▸ **REQUIREMENTS**
Collect every line in the data below that contains the string "soccer", and copy each one. Case matters.

Raw records
%%
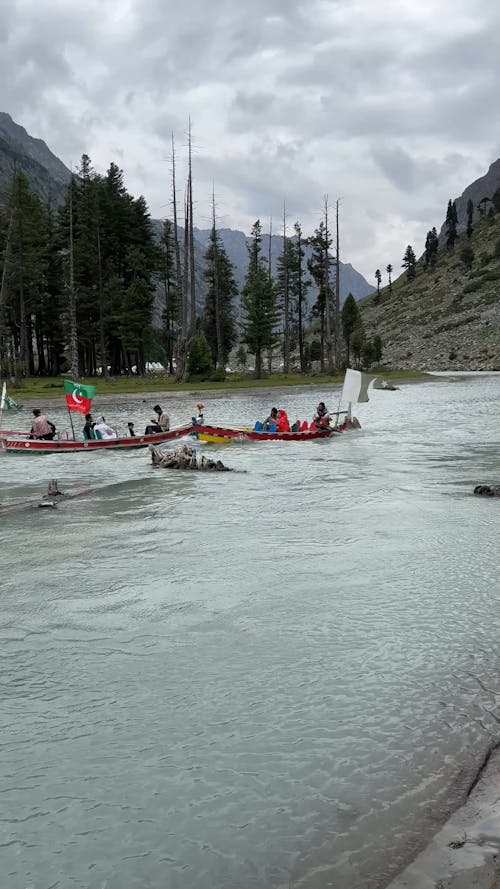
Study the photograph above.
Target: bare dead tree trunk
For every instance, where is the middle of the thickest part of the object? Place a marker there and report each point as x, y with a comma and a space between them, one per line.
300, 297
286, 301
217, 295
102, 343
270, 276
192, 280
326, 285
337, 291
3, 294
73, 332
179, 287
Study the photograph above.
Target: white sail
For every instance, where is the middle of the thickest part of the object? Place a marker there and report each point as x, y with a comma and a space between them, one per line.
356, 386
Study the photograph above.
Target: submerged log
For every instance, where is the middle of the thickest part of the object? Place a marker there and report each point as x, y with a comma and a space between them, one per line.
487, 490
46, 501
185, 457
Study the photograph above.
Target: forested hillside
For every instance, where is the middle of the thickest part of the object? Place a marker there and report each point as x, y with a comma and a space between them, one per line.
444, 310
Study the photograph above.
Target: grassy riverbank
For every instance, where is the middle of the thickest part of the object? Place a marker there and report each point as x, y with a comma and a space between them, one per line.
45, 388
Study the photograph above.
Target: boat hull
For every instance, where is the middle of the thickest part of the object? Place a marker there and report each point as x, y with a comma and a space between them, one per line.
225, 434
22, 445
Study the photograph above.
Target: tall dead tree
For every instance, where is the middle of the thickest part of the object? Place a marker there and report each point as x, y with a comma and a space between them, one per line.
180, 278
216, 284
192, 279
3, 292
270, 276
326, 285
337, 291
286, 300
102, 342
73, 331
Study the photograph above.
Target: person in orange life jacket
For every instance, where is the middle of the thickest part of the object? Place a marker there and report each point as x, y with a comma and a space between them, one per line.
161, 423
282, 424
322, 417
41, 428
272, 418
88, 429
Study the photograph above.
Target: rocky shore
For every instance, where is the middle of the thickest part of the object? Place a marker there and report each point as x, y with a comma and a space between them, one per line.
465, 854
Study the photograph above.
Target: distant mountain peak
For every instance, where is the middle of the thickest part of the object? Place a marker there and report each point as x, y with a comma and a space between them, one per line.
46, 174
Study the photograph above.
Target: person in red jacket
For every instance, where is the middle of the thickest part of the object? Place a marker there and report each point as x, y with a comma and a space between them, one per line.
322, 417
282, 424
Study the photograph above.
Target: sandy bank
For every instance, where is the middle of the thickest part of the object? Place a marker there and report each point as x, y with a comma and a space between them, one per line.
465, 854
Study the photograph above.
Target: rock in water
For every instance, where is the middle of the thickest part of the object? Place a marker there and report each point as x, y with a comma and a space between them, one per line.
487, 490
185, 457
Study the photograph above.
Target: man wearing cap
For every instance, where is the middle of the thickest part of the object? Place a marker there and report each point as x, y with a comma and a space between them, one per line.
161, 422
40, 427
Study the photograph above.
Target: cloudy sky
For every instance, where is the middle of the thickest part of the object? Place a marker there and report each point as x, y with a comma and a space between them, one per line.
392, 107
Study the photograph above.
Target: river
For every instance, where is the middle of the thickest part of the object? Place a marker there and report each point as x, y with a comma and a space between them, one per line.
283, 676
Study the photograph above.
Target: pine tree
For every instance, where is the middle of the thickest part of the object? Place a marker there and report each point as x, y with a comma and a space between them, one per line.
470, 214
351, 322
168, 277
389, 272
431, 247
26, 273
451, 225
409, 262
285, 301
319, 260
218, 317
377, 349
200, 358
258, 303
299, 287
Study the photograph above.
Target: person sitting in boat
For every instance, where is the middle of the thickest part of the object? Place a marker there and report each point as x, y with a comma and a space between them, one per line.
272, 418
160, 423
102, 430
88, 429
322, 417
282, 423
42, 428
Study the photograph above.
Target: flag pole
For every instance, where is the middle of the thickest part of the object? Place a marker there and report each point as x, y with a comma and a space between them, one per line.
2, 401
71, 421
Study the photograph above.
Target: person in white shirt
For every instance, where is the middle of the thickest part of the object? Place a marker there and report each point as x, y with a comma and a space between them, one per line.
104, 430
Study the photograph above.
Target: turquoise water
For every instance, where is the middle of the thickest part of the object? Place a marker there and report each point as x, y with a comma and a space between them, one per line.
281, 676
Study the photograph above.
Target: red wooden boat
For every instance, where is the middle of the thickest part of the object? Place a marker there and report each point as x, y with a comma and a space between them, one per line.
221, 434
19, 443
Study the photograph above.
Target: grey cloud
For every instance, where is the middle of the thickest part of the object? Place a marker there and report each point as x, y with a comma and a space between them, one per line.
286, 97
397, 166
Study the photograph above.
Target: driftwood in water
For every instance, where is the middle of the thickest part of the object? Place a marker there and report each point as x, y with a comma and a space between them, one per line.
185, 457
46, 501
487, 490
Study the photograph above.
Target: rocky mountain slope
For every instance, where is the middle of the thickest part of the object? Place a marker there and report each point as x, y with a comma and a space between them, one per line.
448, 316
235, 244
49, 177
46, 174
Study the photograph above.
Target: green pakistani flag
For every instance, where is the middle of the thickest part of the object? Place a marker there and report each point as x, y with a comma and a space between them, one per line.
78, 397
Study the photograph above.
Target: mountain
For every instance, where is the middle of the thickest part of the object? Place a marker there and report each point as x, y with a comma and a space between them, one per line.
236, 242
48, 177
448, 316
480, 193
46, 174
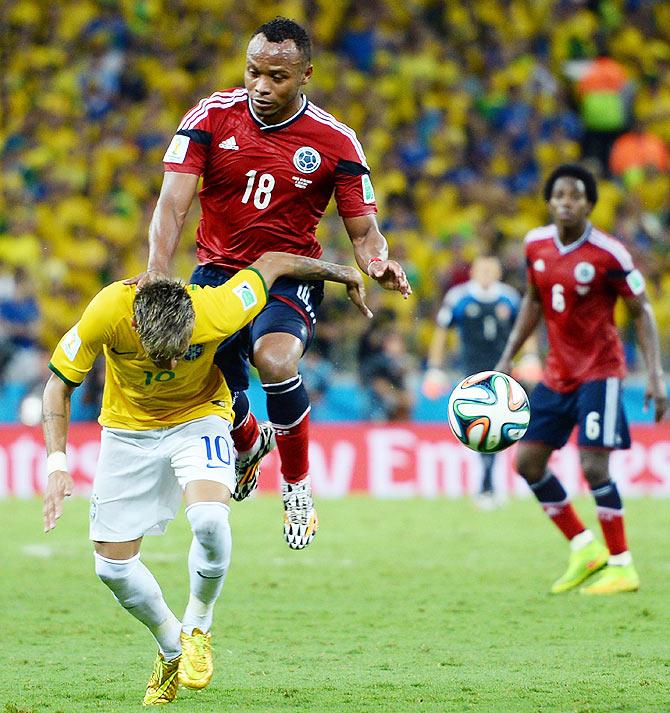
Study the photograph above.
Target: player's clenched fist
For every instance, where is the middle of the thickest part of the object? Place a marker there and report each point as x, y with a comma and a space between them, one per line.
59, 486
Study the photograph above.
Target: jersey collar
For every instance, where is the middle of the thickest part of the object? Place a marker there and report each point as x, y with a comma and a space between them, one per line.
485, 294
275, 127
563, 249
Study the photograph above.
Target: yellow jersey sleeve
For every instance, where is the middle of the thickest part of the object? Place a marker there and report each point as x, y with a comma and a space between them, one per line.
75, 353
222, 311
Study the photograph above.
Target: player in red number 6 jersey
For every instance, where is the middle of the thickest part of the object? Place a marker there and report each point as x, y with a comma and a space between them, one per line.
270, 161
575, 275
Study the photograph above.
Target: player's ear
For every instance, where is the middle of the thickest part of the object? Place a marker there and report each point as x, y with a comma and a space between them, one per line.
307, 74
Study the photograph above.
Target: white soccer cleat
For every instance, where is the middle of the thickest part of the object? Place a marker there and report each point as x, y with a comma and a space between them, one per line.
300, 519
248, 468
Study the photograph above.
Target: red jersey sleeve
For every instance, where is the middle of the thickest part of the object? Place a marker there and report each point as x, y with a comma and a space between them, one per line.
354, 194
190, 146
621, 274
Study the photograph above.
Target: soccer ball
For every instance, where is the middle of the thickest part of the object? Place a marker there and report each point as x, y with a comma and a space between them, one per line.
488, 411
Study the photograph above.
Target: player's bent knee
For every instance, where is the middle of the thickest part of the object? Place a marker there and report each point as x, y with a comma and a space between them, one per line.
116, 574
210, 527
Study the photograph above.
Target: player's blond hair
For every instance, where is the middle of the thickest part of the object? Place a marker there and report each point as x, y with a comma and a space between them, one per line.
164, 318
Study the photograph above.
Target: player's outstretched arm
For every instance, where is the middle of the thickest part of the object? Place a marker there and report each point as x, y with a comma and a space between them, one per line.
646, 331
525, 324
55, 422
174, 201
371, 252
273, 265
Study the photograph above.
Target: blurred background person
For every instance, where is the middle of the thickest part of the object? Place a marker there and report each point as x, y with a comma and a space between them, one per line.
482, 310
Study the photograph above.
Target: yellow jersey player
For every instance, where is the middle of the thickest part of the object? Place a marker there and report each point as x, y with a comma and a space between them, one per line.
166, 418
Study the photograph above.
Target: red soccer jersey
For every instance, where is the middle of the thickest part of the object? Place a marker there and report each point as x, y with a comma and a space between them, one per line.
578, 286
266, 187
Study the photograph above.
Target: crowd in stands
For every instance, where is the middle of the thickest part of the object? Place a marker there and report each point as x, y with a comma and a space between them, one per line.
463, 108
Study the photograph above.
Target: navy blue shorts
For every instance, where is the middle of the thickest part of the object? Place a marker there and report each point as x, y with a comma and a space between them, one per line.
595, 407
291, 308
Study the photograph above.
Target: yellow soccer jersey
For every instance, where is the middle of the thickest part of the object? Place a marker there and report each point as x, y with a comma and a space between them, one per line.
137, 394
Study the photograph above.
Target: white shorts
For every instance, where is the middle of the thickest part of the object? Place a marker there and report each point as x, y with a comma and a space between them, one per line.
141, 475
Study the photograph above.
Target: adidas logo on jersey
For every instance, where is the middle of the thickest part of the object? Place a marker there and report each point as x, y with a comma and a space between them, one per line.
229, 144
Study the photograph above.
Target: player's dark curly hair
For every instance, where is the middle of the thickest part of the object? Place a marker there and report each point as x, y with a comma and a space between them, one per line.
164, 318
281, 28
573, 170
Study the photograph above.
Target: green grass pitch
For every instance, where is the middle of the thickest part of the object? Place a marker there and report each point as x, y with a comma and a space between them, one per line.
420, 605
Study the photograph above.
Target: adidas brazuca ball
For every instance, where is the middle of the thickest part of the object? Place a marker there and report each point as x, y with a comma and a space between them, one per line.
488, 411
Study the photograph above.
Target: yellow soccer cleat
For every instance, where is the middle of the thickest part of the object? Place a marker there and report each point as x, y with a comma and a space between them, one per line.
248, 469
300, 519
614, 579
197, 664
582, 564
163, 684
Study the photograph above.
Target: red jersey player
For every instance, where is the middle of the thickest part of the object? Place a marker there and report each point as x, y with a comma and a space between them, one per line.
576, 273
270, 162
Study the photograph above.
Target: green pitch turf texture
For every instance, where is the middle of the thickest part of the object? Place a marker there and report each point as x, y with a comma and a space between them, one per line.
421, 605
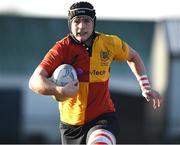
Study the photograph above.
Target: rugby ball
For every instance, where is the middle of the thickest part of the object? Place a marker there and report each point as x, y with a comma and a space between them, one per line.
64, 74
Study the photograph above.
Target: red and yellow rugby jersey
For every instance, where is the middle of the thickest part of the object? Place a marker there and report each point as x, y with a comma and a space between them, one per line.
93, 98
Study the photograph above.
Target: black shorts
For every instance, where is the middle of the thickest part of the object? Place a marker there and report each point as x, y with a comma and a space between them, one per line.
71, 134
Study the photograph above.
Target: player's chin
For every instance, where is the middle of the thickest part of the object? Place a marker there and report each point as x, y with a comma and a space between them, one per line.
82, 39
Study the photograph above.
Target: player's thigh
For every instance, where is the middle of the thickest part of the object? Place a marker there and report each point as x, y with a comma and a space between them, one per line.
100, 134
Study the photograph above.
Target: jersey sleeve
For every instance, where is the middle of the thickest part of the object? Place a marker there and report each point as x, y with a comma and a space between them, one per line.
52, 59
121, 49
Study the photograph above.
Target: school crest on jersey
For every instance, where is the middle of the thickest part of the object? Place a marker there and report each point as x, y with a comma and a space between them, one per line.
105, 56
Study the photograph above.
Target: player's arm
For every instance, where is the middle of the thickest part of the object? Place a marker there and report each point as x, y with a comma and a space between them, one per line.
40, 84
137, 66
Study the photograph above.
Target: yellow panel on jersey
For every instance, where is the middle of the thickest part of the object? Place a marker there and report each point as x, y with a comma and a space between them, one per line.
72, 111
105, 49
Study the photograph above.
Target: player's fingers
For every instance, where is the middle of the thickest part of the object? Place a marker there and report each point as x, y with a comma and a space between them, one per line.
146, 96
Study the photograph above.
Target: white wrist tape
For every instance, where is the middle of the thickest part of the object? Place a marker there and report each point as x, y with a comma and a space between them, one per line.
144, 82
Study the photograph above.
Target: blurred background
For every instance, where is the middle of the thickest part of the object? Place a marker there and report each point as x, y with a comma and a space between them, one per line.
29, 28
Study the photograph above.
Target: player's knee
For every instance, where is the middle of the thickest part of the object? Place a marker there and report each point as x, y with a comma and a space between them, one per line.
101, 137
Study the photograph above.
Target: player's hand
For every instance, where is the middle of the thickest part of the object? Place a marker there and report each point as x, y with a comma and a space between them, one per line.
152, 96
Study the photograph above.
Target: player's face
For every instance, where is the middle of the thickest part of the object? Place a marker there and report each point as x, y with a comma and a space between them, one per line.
%%
▸ **OUTPUT OF THE EXERCISE**
Target: white soccer cleat
Target: soccer ball
Target: red soccer jersey
Target: yellow soccer jersey
Target: yellow soccer cleat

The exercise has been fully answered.